* [WORK REQUEST]: Work through the records below and copy every line that includes "road".

* [SOURCE RECORDS]:

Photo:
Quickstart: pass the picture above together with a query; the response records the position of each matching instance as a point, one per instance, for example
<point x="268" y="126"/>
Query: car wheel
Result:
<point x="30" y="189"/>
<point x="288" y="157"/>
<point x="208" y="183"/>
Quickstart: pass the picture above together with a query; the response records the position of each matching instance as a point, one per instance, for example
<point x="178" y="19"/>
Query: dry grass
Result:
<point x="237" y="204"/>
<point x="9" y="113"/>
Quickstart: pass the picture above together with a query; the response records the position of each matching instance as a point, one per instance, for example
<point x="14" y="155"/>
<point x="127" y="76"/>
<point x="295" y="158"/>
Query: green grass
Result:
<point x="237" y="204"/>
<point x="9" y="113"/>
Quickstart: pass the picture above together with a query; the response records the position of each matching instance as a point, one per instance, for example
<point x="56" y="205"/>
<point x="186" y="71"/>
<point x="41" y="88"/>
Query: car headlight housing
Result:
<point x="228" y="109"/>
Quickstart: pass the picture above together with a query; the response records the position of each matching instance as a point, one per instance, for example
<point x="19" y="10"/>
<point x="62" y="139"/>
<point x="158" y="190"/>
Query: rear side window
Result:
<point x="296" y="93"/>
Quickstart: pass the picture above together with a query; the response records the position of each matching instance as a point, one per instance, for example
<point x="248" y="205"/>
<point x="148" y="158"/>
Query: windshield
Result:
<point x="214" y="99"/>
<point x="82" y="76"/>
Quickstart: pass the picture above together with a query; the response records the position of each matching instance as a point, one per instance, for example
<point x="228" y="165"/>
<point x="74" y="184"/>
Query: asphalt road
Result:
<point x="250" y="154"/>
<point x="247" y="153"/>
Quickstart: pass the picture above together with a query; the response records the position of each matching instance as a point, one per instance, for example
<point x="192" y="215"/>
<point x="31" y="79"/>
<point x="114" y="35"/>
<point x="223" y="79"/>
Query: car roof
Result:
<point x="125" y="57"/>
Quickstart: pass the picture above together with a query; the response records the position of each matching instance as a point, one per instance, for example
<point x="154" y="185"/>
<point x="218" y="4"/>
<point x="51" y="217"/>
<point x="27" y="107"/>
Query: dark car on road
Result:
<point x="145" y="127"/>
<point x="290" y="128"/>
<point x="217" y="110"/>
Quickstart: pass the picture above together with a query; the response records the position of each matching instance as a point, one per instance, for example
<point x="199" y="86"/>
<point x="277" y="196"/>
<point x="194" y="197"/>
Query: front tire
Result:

* [OUTPUT OF THE EXERCISE]:
Query: asphalt road
Query: dark car on road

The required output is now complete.